Collect every line in the rows below that contains the word "black".

# Raw records start

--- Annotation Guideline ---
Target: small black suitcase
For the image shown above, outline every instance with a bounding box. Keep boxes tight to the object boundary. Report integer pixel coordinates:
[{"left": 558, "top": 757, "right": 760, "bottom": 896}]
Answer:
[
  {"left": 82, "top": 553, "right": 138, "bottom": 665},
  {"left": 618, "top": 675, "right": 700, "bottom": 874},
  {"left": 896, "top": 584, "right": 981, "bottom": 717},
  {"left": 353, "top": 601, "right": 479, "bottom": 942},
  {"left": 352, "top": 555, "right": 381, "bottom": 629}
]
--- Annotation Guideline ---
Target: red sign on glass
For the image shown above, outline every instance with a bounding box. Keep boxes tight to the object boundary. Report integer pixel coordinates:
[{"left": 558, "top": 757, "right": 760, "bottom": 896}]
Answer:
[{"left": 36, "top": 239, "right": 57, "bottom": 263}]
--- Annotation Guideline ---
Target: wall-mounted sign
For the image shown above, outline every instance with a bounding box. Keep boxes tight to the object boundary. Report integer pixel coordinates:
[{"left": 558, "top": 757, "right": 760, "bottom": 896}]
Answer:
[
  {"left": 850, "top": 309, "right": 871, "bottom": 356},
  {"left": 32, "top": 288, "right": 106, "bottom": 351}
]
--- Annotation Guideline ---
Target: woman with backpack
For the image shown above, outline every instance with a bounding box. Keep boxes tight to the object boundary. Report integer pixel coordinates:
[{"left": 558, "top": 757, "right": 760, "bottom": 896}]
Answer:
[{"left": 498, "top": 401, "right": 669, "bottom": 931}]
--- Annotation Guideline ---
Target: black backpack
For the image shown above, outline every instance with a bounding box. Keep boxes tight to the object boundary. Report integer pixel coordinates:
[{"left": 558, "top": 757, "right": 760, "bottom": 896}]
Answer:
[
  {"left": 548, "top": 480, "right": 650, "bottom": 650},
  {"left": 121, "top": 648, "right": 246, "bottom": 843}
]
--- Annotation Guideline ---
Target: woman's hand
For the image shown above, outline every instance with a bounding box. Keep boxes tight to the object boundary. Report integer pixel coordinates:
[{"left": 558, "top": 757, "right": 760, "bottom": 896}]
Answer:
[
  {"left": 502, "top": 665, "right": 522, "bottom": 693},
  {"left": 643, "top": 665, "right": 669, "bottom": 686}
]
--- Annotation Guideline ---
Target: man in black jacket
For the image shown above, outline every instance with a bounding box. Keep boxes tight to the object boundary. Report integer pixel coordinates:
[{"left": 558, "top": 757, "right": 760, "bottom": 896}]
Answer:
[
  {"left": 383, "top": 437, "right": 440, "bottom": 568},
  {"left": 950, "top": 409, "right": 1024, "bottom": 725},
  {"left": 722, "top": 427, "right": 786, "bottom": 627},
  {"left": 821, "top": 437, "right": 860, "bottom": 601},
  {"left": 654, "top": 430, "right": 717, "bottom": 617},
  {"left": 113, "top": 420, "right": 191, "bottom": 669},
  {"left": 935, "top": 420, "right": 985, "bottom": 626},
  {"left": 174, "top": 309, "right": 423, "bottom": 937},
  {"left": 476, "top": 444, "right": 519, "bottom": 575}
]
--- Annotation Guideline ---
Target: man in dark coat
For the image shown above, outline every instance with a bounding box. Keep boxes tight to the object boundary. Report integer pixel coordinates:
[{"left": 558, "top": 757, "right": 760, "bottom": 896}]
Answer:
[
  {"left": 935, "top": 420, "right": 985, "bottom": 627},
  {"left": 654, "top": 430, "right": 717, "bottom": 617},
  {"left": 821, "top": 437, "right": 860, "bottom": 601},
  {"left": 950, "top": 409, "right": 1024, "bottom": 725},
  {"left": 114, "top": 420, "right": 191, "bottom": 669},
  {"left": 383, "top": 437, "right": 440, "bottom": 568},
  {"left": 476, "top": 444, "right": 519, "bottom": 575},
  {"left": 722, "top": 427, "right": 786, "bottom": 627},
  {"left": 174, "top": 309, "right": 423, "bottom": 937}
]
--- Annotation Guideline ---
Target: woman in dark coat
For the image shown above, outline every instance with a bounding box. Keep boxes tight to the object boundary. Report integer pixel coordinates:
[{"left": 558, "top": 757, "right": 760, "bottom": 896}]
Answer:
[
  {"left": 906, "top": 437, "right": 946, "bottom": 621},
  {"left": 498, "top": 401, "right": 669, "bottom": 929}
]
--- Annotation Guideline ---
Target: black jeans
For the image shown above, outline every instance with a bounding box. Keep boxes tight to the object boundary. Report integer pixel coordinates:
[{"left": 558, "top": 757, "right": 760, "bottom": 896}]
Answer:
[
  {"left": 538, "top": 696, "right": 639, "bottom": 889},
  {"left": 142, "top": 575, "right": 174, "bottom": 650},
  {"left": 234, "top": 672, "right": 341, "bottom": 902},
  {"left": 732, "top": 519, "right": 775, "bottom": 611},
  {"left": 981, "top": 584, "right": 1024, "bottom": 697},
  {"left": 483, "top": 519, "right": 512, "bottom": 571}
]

# Raw records end

• [Exercise response]
Target: small black suitcase
Target: black backpack
Target: man in black jacket
Target: black jeans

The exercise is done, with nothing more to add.